* PROBLEM TO SOLVE:
Report how many lines in the data below hold the string "matching". Nothing else should appear in the answer.

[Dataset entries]
* * * *

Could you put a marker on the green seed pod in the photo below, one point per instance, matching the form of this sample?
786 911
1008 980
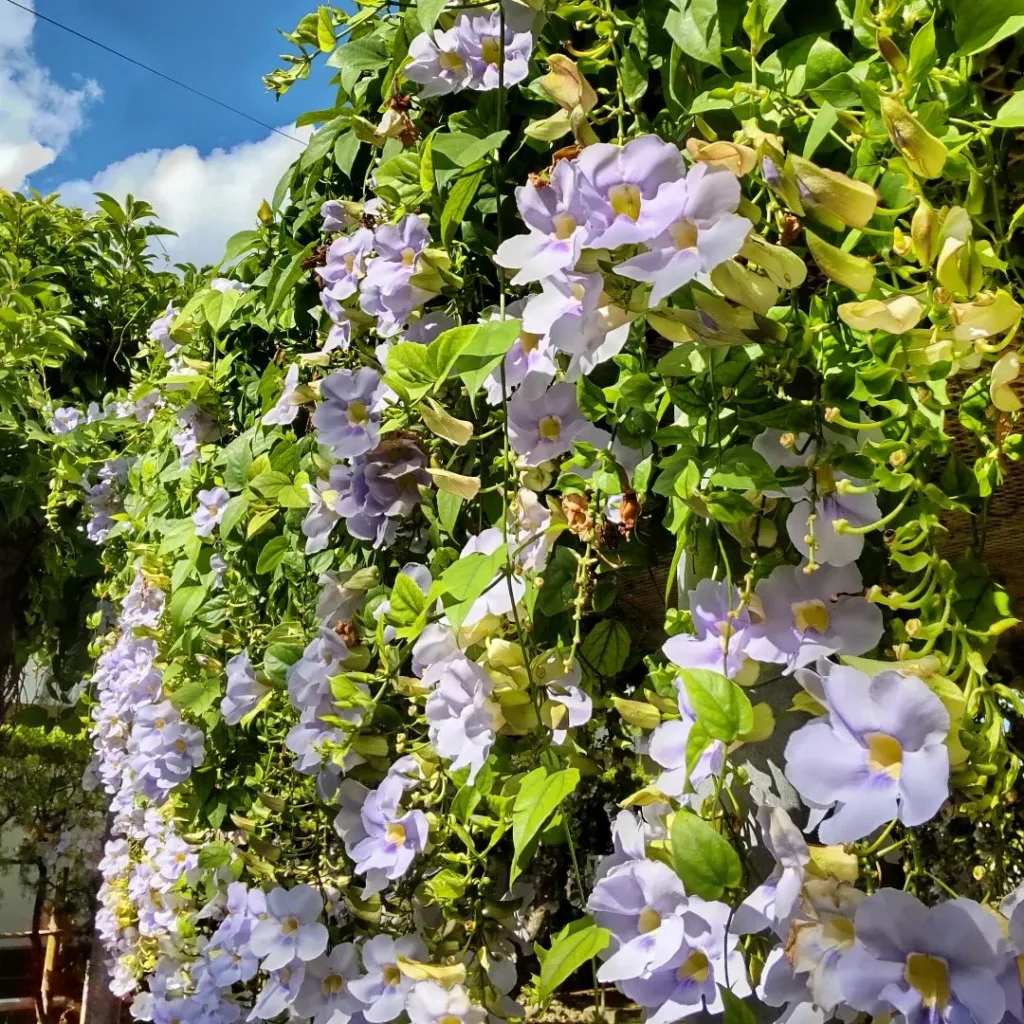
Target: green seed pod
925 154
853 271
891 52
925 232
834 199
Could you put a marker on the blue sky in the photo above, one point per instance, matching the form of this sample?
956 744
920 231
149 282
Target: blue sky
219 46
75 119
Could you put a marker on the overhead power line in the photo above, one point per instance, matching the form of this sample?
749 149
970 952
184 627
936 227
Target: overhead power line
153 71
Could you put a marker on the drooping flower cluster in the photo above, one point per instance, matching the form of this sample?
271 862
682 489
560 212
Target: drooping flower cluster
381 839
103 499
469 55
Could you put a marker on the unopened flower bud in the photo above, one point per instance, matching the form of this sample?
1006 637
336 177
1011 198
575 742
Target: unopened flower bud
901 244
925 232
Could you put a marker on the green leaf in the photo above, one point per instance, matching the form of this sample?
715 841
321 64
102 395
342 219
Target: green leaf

* * * *

* TASK RESULT:
6